WORK ITEM:
Every record here must be copied exactly, except for the images it holds.

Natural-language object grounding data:
::::::::::

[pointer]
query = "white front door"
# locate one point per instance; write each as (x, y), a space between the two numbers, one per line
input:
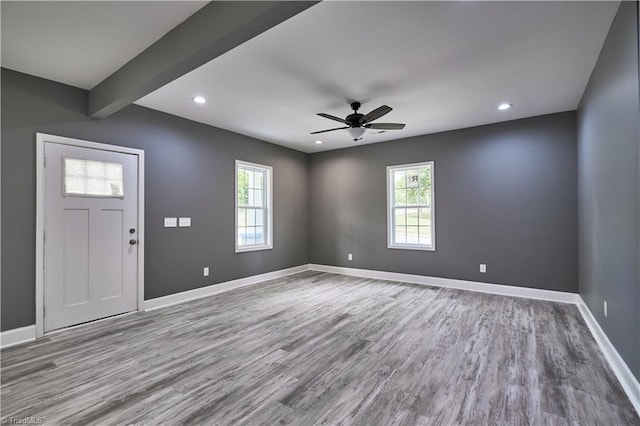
(90, 234)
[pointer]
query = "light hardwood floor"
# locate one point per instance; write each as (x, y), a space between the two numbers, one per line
(318, 348)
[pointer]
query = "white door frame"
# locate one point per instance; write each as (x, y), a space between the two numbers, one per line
(41, 138)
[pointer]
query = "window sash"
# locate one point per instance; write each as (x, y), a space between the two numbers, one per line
(253, 230)
(417, 232)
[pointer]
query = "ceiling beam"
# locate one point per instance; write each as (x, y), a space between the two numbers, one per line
(213, 30)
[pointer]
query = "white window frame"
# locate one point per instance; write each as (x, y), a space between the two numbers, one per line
(268, 206)
(391, 207)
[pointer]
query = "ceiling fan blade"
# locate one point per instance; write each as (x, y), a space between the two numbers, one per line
(376, 113)
(329, 130)
(332, 117)
(385, 126)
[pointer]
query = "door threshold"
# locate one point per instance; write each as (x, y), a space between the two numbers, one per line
(71, 327)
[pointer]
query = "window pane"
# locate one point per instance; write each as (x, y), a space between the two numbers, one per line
(425, 176)
(251, 179)
(243, 187)
(425, 217)
(251, 217)
(259, 235)
(257, 197)
(93, 178)
(412, 217)
(412, 196)
(242, 232)
(412, 235)
(423, 196)
(254, 191)
(259, 180)
(425, 235)
(400, 216)
(399, 179)
(412, 179)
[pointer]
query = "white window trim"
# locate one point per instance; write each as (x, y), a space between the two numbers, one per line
(268, 245)
(390, 213)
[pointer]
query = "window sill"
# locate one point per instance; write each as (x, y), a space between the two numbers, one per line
(253, 248)
(411, 247)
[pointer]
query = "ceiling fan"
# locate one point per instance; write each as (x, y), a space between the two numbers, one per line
(356, 123)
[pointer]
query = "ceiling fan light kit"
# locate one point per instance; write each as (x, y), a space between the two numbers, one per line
(356, 123)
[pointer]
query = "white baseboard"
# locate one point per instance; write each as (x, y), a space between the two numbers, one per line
(198, 293)
(617, 364)
(17, 335)
(505, 290)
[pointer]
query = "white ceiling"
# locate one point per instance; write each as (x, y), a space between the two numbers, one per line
(81, 43)
(440, 65)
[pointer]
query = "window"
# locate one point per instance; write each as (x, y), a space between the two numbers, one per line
(411, 215)
(253, 207)
(92, 178)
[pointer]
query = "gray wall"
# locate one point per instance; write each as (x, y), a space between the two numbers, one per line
(609, 188)
(506, 195)
(189, 172)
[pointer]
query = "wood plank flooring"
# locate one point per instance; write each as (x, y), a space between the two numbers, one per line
(318, 348)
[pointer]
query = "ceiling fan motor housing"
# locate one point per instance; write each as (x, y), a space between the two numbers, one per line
(354, 119)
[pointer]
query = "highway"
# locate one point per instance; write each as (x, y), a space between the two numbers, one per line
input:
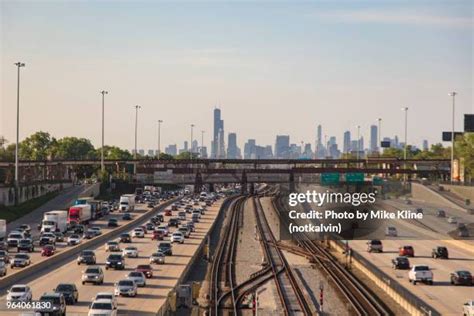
(149, 298)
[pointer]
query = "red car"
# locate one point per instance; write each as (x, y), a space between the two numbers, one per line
(406, 251)
(48, 250)
(158, 234)
(145, 269)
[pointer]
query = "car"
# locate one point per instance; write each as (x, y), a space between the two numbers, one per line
(69, 291)
(106, 296)
(3, 269)
(138, 232)
(185, 231)
(59, 236)
(74, 239)
(115, 261)
(173, 222)
(58, 303)
(4, 256)
(406, 251)
(157, 257)
(89, 234)
(452, 219)
(125, 238)
(112, 246)
(102, 307)
(420, 273)
(25, 245)
(461, 277)
(137, 277)
(468, 308)
(177, 237)
(20, 260)
(374, 245)
(87, 257)
(19, 293)
(93, 274)
(401, 263)
(391, 231)
(146, 269)
(440, 252)
(126, 288)
(97, 230)
(112, 222)
(48, 250)
(130, 252)
(166, 248)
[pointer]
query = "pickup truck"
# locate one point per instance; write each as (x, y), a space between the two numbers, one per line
(420, 273)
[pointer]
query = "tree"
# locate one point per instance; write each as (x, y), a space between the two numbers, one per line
(73, 148)
(37, 146)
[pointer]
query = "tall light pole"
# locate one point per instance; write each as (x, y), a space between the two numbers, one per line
(159, 137)
(452, 94)
(191, 143)
(358, 142)
(136, 129)
(102, 166)
(379, 145)
(17, 184)
(202, 144)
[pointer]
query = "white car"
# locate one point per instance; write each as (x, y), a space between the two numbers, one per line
(468, 308)
(19, 293)
(137, 277)
(138, 232)
(177, 237)
(130, 252)
(74, 240)
(102, 307)
(106, 296)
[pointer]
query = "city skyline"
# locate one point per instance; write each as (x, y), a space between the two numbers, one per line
(183, 76)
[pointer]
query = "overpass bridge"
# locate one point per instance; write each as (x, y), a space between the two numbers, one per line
(211, 171)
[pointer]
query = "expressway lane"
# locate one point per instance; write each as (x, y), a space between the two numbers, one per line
(150, 298)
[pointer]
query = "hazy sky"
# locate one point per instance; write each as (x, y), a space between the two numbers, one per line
(272, 67)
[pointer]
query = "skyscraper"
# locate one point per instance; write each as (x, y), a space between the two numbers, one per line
(282, 146)
(218, 125)
(232, 149)
(347, 142)
(373, 138)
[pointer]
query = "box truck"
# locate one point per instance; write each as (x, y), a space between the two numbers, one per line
(80, 214)
(127, 203)
(54, 221)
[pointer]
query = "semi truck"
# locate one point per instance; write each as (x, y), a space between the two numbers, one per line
(80, 214)
(127, 203)
(54, 221)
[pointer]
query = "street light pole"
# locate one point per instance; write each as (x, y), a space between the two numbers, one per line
(159, 137)
(17, 184)
(452, 94)
(136, 129)
(379, 145)
(102, 166)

::::::::::

RESULT:
[pointer]
query = "white front door"
# locate one point per instance; write each as (x, y), a space between the two numbers, one per line
input:
(90, 234)
[pointer]
query = "light hardwood floor"
# locate one point per instance; write each as (x, y), a space between the two numbers, one per line
(318, 348)
[pointer]
query = "white door frame"
# locate one point per instance; write each as (x, y), a space between the two numbers, one per line
(41, 138)
[pointer]
query = "window sash"
# locate one point per instance; write each as (x, y), a space between the two numbers, one per line
(253, 230)
(417, 232)
[pointer]
query = "ceiling beam"
# locate one point per instance; write each as (x, y), a space between the two numbers, one per line
(213, 30)
[pointer]
query = "white window frame"
# locate one point per instance; write each as (x, y), a space between the two numbers, one per line
(268, 206)
(391, 207)
[pointer]
query = "ceiling fan blade"
# locate one point per instance; write each as (x, y), a space between the two numbers, one per line
(376, 113)
(329, 130)
(332, 117)
(385, 126)
[pointer]
query = "door threshold"
# locate one point per instance; write each as (x, y), a space between the two numbers, one per line
(71, 327)
[pointer]
query = "window pane"
# locate one point per instance; write each as (x, y), a space between the two numbers, one per line
(425, 176)
(251, 179)
(243, 187)
(425, 217)
(251, 217)
(259, 235)
(257, 197)
(93, 178)
(412, 217)
(412, 196)
(242, 232)
(412, 235)
(423, 196)
(254, 191)
(259, 180)
(425, 235)
(400, 216)
(399, 179)
(412, 179)
[pointer]
query = "white window trim"
# locate one point per instance; write each as (x, y), a space between the two numbers, one per line
(268, 245)
(390, 213)
[pointer]
query = "window sill"
# locate one point per instance; write each as (x, y), a space between the two numbers, one per line
(253, 248)
(411, 247)
[pointer]
query = "ceiling fan"
# locate one point per instance; write each as (x, y), a space between the two numbers, one per line
(356, 123)
[pointer]
query = "ceiling fan light kit"
# locate one point per instance; write each as (x, y), a space between the two numbers, one per line
(356, 123)
[pointer]
query = "white baseboard"
# locate one point per instance; write each as (x, y), a space between the two numbers, one per line
(198, 293)
(617, 364)
(17, 335)
(505, 290)
[pointer]
query = "white ceiling"
# locate one point per instance; write each as (x, y), a space between the two numbers, one per line
(81, 43)
(440, 65)
[pointer]
query = "window"
# locate one point per instance; write each as (x, y), a space between the two numbers, one per line
(411, 215)
(253, 207)
(92, 178)
[pointer]
query = "gray wall"
# locate one point per instance; write each as (x, y), a space between the two numbers, one per line
(609, 188)
(506, 195)
(189, 172)
[pointer]
query = "wood plank flooring"
# locate one point per instance; write each as (x, y), a space between the two numbers, one per line
(318, 348)
[pointer]
query = "ceiling fan motor housing"
# locate one point per instance; write each as (x, y), a space between the two numbers, one per line
(354, 119)
[pointer]
query = "highway"
# locate one point per instance; write each as (x, y), a space between the two numbers, one per line
input:
(149, 298)
[pointer]
query = "red car"
# locate one point per instance; write each as (x, y), a space between the two numbers, one per line
(406, 251)
(48, 250)
(158, 234)
(145, 269)
[pointer]
query = "car"
# locate one point per instance; write each as (x, y), a space between the two numbers, one per line
(69, 291)
(106, 296)
(3, 269)
(138, 232)
(185, 231)
(59, 236)
(74, 239)
(115, 261)
(173, 222)
(58, 303)
(4, 256)
(406, 251)
(157, 257)
(89, 234)
(452, 219)
(125, 238)
(112, 246)
(102, 307)
(420, 273)
(25, 245)
(461, 277)
(137, 277)
(468, 308)
(177, 237)
(20, 260)
(374, 245)
(87, 257)
(19, 293)
(93, 274)
(401, 263)
(391, 231)
(146, 269)
(440, 252)
(126, 288)
(97, 230)
(112, 222)
(48, 250)
(130, 252)
(166, 248)
[pointer]
query = "pickup truck"
# locate one point per instance; write each as (x, y), a space between the two numbers, one per line
(420, 273)
[pointer]
query = "tree"
# locate one point per instance; write each as (x, y), a space between the two numbers, one per line
(73, 148)
(37, 146)
[pointer]
query = "tall light pole"
# locate one point per instance; write each as (x, y), a space between the two numbers, one per line
(159, 137)
(452, 94)
(191, 143)
(358, 142)
(136, 129)
(102, 166)
(379, 145)
(17, 184)
(202, 144)
[pointer]
query = "white car"
# locate one point per instance; write each as (x, y), a space between the two numbers, one per line
(468, 308)
(19, 293)
(137, 277)
(138, 232)
(177, 237)
(130, 252)
(74, 240)
(102, 307)
(106, 296)
[pointer]
query = "city skyline"
# locate one point per instance; write each as (x, y), a space between the two numbers, one per line
(183, 76)
[pointer]
query = "overpass bridge"
# locate one point per instance; write each as (x, y), a space between the two numbers, one per line
(211, 171)
[pointer]
query = "expressway lane"
# locate one point per instance; write each as (x, y), a space between the two numbers, one per line
(150, 298)
[pointer]
query = "hazy sky"
# locate one point per instance; write each as (x, y), a space between the two numbers, one per line
(272, 67)
[pointer]
query = "skyscraper"
# locate one point per instance; write each as (x, y), a space between the two numbers, one per line
(282, 146)
(218, 125)
(232, 149)
(347, 142)
(373, 138)
[pointer]
query = "box truck"
# locate one point per instance; write each as (x, y), a space between the two numbers, one per line
(80, 214)
(127, 203)
(54, 221)
[pointer]
query = "semi truck"
# locate one point per instance; write each as (x, y), a space between the two numbers, one per line
(80, 214)
(127, 203)
(54, 221)
[pointer]
query = "street light pole"
# locate one point per instance; write each as (x, y), a space between the two numbers, one per line
(159, 137)
(17, 184)
(452, 94)
(136, 129)
(379, 145)
(102, 166)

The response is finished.